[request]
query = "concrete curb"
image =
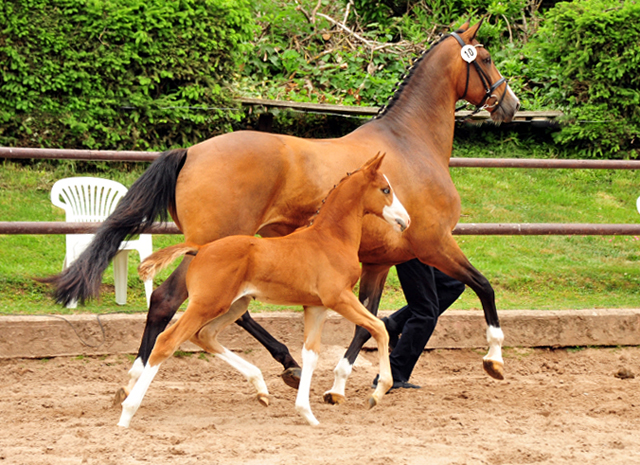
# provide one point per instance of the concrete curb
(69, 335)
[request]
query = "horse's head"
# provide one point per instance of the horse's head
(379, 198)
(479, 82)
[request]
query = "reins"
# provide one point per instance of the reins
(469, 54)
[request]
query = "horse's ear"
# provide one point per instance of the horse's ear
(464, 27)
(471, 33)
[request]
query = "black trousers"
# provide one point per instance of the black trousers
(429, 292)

◇ ◇ ◇ ◇ ◇

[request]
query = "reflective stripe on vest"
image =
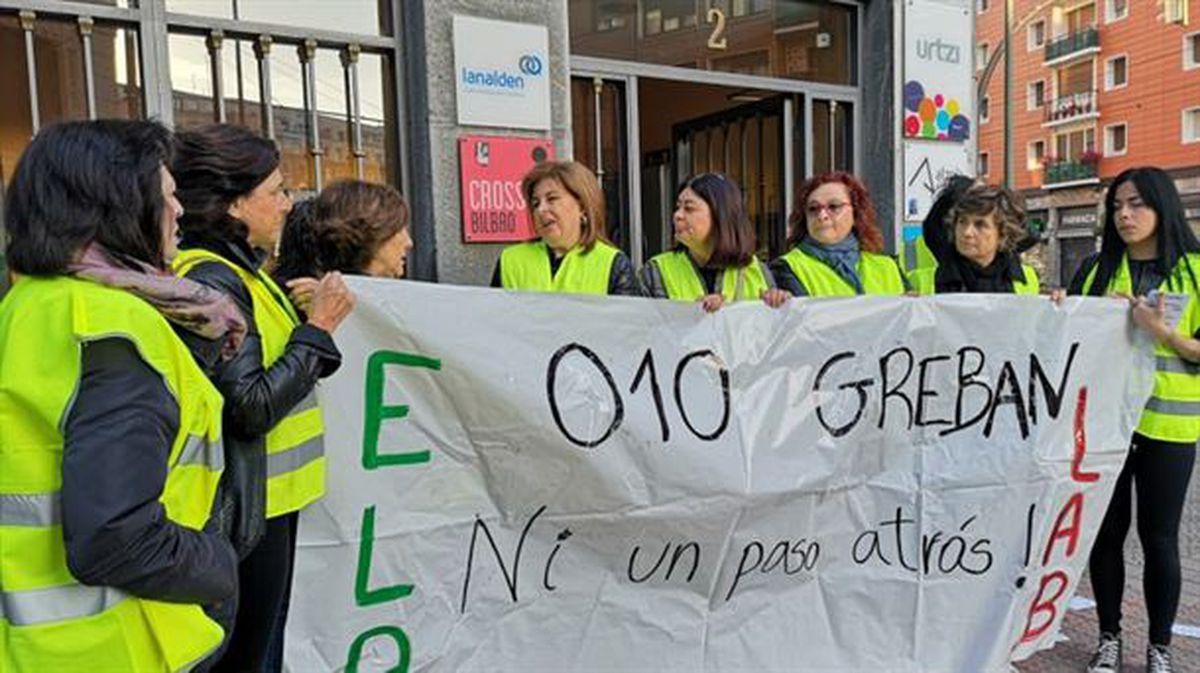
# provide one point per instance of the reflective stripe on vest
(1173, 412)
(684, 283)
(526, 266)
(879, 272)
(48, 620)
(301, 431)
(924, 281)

◇ ◇ ◇ ◇ ◇

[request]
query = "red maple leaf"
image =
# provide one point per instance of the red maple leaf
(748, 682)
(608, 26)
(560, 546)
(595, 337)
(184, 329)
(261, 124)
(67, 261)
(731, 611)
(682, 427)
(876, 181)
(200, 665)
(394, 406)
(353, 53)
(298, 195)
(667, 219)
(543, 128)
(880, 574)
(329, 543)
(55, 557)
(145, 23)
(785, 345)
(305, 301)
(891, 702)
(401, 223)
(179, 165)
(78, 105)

◇ ◇ ◇ ◇ ◇

• [Problem description] List each line above that contains the word "reins". Case counts.

• [The result]
query = "reins"
# provide one point per instance of the reins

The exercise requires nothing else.